Point labeling records from photos:
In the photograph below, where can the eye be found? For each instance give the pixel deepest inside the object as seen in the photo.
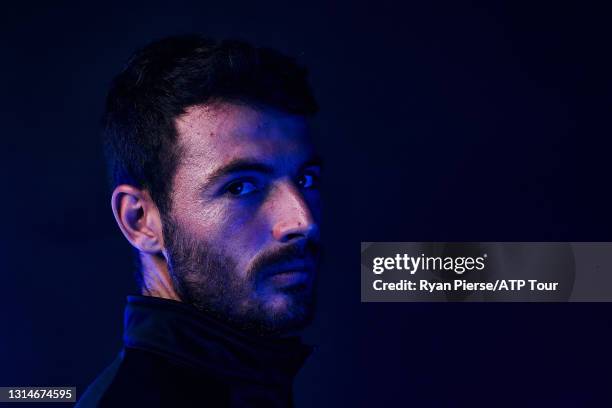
(307, 180)
(240, 188)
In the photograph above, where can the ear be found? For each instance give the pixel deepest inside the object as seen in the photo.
(138, 218)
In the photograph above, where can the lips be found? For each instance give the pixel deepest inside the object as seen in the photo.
(292, 272)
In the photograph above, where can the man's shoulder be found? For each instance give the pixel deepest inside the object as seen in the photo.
(142, 378)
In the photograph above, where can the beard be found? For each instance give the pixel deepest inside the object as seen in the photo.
(208, 279)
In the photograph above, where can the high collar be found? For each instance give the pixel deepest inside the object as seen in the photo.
(188, 336)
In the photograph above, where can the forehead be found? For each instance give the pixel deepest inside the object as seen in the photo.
(213, 134)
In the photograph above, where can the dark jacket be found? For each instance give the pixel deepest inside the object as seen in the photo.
(177, 356)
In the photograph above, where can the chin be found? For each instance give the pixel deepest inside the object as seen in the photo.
(288, 312)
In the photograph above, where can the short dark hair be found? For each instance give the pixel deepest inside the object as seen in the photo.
(169, 75)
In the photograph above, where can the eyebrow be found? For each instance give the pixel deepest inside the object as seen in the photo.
(237, 166)
(245, 164)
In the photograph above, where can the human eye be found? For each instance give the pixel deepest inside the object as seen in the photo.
(308, 180)
(240, 188)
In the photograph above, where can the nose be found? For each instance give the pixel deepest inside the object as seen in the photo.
(291, 216)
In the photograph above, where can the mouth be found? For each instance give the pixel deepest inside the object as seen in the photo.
(290, 274)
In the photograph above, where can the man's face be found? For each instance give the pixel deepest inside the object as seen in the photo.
(242, 233)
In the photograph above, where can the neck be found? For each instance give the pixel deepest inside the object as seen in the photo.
(156, 280)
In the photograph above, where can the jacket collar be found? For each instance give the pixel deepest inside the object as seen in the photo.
(190, 337)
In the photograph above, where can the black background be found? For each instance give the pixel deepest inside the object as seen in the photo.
(440, 121)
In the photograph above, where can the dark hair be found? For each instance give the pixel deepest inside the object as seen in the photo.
(167, 76)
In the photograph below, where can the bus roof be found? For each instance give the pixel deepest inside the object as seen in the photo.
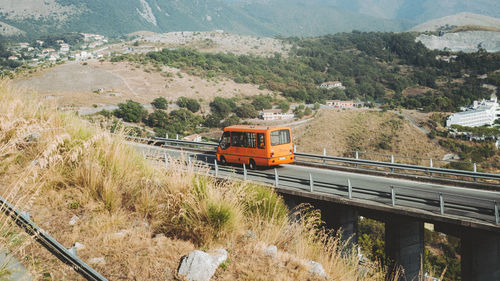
(253, 127)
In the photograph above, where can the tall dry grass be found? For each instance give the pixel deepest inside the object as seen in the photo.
(58, 165)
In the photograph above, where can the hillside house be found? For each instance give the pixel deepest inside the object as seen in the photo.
(482, 113)
(24, 45)
(64, 48)
(194, 137)
(332, 85)
(340, 103)
(275, 114)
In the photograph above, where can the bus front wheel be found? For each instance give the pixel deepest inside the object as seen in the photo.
(251, 164)
(223, 160)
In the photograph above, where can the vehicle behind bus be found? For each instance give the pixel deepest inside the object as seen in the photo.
(256, 146)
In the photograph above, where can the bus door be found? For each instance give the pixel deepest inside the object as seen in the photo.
(281, 143)
(236, 150)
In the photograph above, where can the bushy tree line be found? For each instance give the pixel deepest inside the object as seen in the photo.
(372, 66)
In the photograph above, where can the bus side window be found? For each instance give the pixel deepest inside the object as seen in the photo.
(250, 140)
(237, 139)
(224, 142)
(261, 140)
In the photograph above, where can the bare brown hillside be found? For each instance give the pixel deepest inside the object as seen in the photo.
(76, 84)
(342, 132)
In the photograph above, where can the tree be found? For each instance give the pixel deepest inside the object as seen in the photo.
(131, 111)
(284, 106)
(231, 120)
(307, 111)
(212, 121)
(246, 110)
(262, 102)
(160, 103)
(158, 118)
(222, 107)
(188, 103)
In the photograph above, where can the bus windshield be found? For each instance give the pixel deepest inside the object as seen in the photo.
(280, 137)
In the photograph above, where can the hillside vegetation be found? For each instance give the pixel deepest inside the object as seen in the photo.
(343, 132)
(141, 217)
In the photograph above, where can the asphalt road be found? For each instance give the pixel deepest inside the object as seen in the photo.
(460, 204)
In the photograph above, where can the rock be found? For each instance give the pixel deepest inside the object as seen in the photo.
(33, 137)
(100, 261)
(74, 220)
(120, 234)
(317, 269)
(200, 266)
(78, 246)
(271, 251)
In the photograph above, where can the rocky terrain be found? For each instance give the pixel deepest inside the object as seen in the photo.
(468, 41)
(461, 19)
(217, 41)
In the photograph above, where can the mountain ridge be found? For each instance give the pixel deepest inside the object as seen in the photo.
(251, 17)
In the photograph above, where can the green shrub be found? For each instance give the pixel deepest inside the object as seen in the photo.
(160, 103)
(190, 104)
(130, 111)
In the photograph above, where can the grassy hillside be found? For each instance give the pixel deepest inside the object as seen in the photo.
(342, 132)
(138, 216)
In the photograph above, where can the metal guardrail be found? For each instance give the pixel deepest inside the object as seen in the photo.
(424, 169)
(355, 162)
(439, 203)
(49, 243)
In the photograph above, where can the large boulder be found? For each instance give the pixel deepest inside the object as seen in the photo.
(201, 266)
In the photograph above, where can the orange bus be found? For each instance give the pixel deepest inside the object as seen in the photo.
(255, 146)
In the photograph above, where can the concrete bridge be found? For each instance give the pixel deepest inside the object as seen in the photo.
(403, 205)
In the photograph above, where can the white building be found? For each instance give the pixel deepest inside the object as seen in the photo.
(340, 103)
(332, 85)
(482, 113)
(275, 114)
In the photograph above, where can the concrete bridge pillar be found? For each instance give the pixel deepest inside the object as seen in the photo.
(404, 244)
(341, 217)
(480, 256)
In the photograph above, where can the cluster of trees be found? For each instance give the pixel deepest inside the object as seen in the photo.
(475, 153)
(5, 63)
(179, 121)
(223, 112)
(374, 67)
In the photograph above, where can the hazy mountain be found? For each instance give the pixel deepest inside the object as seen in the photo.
(461, 19)
(254, 17)
(419, 10)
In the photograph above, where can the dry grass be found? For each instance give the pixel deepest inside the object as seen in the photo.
(343, 131)
(140, 217)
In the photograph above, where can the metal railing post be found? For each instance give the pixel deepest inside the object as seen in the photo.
(497, 217)
(311, 183)
(276, 177)
(392, 162)
(393, 196)
(441, 203)
(349, 189)
(475, 171)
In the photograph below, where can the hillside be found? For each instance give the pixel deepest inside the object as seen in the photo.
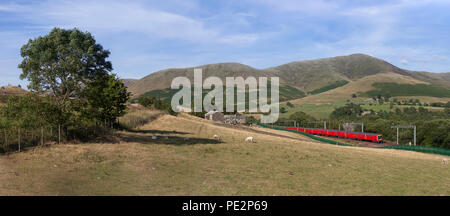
(162, 79)
(128, 82)
(315, 76)
(276, 164)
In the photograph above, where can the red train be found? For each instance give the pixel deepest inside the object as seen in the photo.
(341, 134)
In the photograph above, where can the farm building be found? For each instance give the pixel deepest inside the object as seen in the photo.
(234, 119)
(214, 116)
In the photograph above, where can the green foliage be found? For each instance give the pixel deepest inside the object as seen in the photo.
(156, 103)
(105, 98)
(349, 111)
(395, 89)
(337, 84)
(62, 62)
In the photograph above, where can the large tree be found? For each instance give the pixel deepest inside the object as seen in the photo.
(63, 63)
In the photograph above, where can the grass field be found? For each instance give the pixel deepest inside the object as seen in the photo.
(131, 163)
(323, 111)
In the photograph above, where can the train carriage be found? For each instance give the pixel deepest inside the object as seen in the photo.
(341, 134)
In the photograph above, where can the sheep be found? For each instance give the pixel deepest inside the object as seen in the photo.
(249, 139)
(216, 137)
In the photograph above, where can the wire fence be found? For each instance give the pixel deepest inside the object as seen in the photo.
(17, 139)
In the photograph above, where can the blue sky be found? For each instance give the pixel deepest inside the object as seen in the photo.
(147, 36)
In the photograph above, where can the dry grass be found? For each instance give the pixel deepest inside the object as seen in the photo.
(138, 165)
(137, 117)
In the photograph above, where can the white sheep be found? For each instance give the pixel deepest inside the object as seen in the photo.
(249, 139)
(216, 137)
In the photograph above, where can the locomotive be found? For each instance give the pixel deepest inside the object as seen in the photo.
(373, 137)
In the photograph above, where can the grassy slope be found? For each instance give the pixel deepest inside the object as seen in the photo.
(138, 165)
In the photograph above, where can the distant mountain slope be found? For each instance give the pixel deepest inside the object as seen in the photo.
(307, 76)
(162, 79)
(313, 74)
(129, 82)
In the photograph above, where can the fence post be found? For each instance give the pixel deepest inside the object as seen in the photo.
(42, 136)
(19, 137)
(5, 143)
(59, 133)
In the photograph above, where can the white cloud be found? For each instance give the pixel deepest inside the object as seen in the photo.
(122, 17)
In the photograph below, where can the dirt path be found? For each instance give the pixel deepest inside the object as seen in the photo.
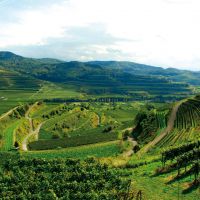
(130, 152)
(8, 113)
(167, 130)
(32, 132)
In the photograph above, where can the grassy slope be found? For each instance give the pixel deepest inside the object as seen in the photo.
(9, 137)
(106, 149)
(157, 187)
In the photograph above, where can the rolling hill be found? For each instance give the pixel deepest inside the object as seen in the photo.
(105, 78)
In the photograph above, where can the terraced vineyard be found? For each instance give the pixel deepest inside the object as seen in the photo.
(183, 157)
(188, 114)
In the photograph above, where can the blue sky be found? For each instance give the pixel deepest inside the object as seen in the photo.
(157, 32)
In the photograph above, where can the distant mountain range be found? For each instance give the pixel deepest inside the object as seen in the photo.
(99, 77)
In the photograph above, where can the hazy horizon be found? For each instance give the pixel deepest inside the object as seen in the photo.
(163, 33)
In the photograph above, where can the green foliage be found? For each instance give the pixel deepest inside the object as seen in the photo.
(99, 150)
(73, 141)
(61, 179)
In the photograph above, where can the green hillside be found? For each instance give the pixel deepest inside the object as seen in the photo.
(103, 78)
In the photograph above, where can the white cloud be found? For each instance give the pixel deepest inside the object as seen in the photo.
(156, 32)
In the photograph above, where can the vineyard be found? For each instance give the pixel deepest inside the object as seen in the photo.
(188, 114)
(62, 179)
(183, 157)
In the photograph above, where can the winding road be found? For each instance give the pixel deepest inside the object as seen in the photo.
(32, 132)
(8, 113)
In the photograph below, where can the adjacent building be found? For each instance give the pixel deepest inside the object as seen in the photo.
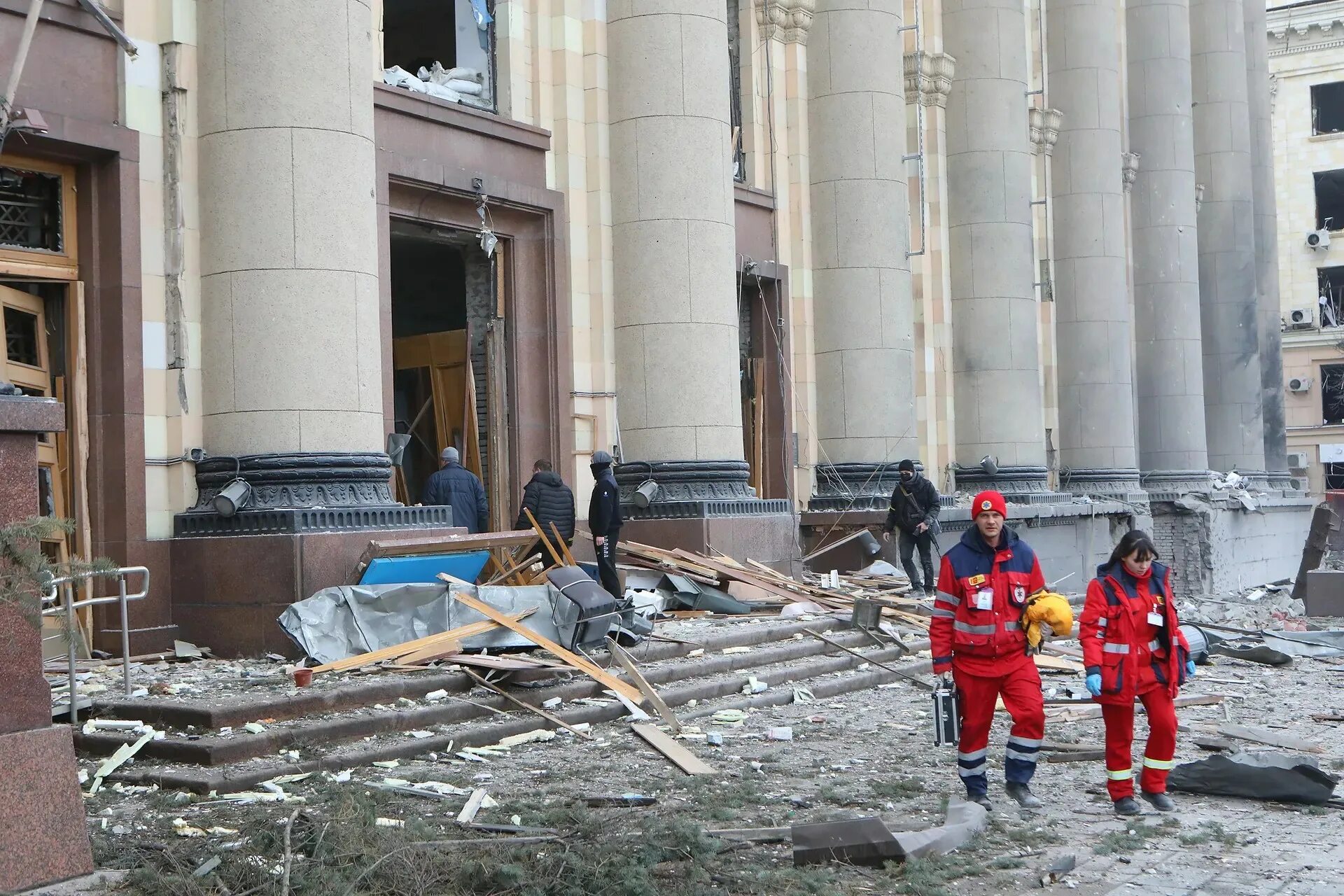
(761, 250)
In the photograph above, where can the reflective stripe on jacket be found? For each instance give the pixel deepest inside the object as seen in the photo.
(1117, 637)
(1009, 574)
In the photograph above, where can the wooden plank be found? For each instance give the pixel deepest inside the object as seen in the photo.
(641, 682)
(675, 752)
(578, 663)
(410, 647)
(1269, 738)
(554, 720)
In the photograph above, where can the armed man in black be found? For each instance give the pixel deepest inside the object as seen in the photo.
(605, 522)
(914, 511)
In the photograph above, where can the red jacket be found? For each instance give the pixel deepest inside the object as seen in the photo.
(986, 641)
(1120, 643)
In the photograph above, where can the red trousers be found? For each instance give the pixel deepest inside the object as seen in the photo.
(1158, 754)
(1021, 690)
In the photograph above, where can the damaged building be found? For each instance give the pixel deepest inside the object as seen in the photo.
(286, 251)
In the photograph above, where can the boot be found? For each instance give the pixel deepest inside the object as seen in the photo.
(1128, 806)
(1022, 793)
(1161, 802)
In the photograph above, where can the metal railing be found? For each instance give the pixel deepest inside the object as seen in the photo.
(69, 606)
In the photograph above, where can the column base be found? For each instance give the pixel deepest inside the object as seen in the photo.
(1018, 484)
(1107, 482)
(42, 817)
(302, 492)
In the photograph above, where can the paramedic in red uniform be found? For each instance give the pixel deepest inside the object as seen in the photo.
(1126, 629)
(977, 636)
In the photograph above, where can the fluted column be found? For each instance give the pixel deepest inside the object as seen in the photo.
(290, 352)
(672, 232)
(1092, 302)
(1172, 445)
(993, 305)
(1266, 237)
(1228, 308)
(864, 314)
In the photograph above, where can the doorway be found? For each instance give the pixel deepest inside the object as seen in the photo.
(449, 359)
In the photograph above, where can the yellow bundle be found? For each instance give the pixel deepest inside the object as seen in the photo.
(1050, 609)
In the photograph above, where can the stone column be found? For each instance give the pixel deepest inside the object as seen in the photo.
(290, 356)
(1228, 311)
(1266, 238)
(672, 242)
(993, 307)
(1167, 315)
(1092, 298)
(860, 229)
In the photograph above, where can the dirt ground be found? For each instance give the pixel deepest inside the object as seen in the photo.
(867, 752)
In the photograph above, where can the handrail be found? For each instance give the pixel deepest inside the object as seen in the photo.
(70, 605)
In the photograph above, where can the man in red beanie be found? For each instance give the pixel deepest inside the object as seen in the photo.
(977, 636)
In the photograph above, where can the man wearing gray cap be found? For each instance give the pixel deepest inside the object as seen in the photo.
(458, 488)
(605, 520)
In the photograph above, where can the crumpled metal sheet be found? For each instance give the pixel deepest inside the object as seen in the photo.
(346, 621)
(1307, 644)
(1256, 776)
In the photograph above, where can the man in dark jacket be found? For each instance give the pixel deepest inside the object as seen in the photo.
(914, 511)
(550, 501)
(605, 520)
(458, 488)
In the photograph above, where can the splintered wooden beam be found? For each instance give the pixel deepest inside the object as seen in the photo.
(588, 668)
(641, 682)
(675, 752)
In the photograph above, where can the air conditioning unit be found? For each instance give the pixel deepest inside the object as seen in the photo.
(1301, 318)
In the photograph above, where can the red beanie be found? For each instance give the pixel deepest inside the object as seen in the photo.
(990, 501)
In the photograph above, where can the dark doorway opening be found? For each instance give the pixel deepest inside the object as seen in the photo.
(762, 352)
(449, 354)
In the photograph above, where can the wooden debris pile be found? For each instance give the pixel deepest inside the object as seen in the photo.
(756, 583)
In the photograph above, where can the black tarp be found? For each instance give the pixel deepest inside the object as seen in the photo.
(1260, 776)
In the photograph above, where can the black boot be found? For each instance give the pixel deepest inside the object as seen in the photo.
(1022, 793)
(1128, 806)
(1161, 802)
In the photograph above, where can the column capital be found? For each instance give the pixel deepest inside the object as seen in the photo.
(1129, 168)
(787, 20)
(1044, 130)
(929, 77)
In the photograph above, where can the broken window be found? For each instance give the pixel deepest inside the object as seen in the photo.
(1329, 288)
(444, 49)
(1328, 108)
(739, 158)
(1332, 394)
(1329, 199)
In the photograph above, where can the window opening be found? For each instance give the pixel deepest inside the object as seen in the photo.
(30, 210)
(1332, 394)
(442, 49)
(1328, 108)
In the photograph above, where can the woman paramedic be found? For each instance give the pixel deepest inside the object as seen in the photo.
(1133, 648)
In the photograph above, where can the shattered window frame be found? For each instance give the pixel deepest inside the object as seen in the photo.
(1328, 97)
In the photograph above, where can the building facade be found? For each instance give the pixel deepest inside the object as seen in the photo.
(761, 250)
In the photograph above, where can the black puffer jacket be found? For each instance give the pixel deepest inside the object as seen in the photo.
(913, 503)
(550, 501)
(458, 488)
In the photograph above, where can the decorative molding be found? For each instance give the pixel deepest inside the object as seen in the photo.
(787, 20)
(929, 78)
(1129, 168)
(1044, 130)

- [WORK TO DO] Starting at the line that contains "In the photograph above, where can the window" and continuing through the end of the records, update the lines by replacing "puffer jacket" with "winter coat". Give only those lines, with everything else left unchanged.

- [COMPLETED EXERCISE]
In the photograph above, where can the window opening be found? For each instance give the pixel deepest inside the object as seen in the photo.
(30, 210)
(1332, 394)
(442, 49)
(1328, 108)
In the photograph above, where can the woman paramedic be found? For each instance give the pixel deepest inside the object as seen in the photo.
(1133, 648)
In the photograph above, where can the shattered window frame be found? For each instance give the pixel deepest inside the object as seen in the photo.
(1328, 97)
In the photograph above, where can the building facade be found? For each instance give the pixel deepest inside the object as seen in the photo.
(761, 250)
In the photograph above, where can the black winter coat be found? For each instance give the pixel deepest inside the object as seen in the photo.
(913, 503)
(550, 501)
(458, 488)
In the photograph above, where can the decorative molding be found? For each instance give the pixel deepest inside the object as seen in the photo.
(787, 20)
(929, 78)
(1129, 168)
(1044, 130)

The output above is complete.